§ TASK PROMPT:
From the listing below, extract every line in which the word "pointer" appears.

§ AVAILABLE DATA:
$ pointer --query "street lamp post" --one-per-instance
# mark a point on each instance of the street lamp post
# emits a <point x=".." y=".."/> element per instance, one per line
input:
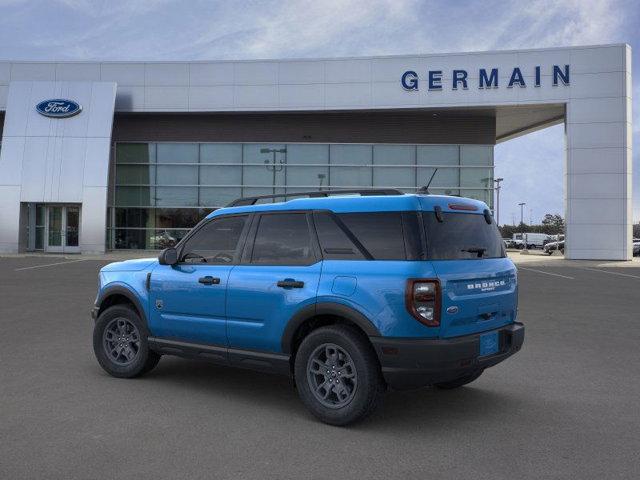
<point x="497" y="182"/>
<point x="524" y="235"/>
<point x="522" y="212"/>
<point x="273" y="165"/>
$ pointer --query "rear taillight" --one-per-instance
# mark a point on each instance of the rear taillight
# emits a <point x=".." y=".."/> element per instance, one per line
<point x="423" y="301"/>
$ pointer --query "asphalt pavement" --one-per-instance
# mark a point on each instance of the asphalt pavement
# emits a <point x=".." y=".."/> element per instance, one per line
<point x="566" y="406"/>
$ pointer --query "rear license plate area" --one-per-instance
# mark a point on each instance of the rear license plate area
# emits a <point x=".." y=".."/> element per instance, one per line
<point x="489" y="344"/>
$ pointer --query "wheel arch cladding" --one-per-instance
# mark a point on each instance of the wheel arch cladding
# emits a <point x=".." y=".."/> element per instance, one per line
<point x="313" y="316"/>
<point x="119" y="295"/>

§ ANSWER TO THIS EXERCISE:
$ pointer --query "street lamp post" --one-per-instance
$ pointer --query "rear taillight" --one-per-instance
$ pointer --query "asphalt pavement" --one-per-instance
$ pointer --query "rear license plate area" --one-per-instance
$ pointer --query "wheel arch cladding" --one-per-instance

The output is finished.